[TASK DIRECTIONS]
Copy out each line of the data that contains "below".

[EXTRACTED MATERIAL]
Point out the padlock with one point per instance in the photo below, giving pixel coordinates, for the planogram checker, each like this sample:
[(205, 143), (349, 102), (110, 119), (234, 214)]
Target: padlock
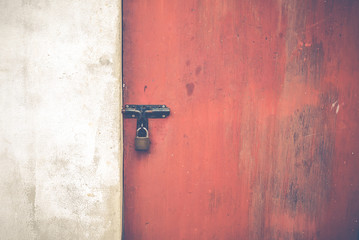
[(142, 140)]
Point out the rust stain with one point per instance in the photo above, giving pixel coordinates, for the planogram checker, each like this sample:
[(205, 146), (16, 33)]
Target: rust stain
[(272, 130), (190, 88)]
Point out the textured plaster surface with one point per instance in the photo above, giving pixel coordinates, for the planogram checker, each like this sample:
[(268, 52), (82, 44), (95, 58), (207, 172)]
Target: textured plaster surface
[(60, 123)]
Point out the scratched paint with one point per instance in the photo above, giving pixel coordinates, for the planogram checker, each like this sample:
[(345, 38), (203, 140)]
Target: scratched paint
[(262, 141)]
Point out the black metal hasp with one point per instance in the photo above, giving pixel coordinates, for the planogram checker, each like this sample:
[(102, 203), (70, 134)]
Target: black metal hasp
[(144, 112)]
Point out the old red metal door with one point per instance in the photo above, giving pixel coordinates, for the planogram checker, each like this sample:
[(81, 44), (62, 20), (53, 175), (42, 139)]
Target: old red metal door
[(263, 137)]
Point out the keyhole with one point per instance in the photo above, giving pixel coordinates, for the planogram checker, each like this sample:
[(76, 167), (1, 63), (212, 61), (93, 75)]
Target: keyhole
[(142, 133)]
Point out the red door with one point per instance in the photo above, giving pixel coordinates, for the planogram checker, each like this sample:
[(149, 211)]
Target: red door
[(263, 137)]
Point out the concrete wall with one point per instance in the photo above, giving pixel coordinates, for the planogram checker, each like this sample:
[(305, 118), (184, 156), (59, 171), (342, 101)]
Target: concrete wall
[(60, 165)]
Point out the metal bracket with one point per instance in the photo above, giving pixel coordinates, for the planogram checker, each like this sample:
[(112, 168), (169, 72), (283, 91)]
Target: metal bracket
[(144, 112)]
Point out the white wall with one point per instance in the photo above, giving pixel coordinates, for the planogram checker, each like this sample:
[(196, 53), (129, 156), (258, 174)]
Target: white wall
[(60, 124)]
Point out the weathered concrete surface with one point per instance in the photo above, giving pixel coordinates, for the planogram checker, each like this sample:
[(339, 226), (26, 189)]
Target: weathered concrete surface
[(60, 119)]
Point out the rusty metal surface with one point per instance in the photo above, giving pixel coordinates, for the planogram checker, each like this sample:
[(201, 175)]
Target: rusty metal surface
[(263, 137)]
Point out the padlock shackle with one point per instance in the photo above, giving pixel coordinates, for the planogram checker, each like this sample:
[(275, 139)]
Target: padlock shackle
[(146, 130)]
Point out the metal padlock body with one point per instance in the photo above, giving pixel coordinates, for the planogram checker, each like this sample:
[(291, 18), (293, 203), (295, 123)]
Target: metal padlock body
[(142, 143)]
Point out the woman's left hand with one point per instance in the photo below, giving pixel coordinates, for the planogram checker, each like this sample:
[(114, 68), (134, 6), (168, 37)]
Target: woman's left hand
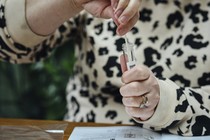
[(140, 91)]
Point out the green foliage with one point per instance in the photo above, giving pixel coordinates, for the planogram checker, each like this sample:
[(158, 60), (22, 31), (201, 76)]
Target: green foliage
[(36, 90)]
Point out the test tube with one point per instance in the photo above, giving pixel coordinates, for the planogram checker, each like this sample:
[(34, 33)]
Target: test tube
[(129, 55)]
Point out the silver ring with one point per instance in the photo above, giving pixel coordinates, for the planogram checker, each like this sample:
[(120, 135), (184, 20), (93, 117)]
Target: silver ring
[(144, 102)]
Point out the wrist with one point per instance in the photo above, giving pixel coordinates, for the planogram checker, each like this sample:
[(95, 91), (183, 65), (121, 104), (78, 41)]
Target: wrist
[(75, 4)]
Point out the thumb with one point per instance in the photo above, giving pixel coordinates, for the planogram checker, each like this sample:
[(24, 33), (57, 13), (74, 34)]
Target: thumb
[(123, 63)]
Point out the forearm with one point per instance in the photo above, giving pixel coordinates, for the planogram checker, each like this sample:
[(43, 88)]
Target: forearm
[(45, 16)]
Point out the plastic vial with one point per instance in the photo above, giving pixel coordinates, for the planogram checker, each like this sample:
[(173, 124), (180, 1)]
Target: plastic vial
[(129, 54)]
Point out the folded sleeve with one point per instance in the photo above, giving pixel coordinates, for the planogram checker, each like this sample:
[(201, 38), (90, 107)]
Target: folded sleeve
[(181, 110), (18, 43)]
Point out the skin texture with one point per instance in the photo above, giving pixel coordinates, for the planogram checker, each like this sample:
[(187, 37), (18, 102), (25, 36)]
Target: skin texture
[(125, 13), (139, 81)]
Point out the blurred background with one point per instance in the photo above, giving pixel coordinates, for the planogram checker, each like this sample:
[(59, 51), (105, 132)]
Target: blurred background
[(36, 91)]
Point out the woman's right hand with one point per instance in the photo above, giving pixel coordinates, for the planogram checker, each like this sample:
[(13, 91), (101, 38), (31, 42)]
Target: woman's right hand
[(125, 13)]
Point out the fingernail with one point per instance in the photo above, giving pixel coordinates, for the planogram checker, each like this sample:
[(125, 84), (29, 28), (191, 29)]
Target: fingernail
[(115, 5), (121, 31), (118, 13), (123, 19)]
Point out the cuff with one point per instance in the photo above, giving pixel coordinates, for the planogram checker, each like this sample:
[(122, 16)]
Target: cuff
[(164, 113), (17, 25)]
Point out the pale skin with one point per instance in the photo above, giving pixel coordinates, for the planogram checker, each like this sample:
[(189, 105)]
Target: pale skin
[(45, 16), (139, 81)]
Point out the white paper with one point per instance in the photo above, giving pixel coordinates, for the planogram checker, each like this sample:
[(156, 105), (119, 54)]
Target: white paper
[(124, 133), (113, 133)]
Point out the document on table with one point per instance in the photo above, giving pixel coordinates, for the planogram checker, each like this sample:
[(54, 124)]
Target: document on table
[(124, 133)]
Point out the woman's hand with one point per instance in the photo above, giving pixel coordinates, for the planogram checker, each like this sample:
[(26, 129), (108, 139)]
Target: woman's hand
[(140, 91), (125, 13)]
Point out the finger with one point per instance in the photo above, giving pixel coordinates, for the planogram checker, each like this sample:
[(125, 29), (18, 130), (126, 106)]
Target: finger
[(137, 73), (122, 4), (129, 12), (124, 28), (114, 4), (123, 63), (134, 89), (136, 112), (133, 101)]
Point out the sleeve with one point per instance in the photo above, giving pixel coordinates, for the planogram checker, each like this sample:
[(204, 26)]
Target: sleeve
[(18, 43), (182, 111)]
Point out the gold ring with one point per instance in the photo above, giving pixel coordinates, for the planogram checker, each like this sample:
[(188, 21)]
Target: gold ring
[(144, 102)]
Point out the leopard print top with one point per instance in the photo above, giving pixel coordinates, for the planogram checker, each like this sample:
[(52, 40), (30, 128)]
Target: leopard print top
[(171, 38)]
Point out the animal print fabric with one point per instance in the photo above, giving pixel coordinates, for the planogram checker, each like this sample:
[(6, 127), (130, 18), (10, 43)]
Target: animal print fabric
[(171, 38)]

[ANSWER SPACE]
Point out the padlock with one point per instance in the photo below, giving pixel coordinates, for the planogram checker, each like this sample:
Point out the woman's left hand with one point per instance in the photo below, giving pixel coordinates, for the planogram checker, each like this sample:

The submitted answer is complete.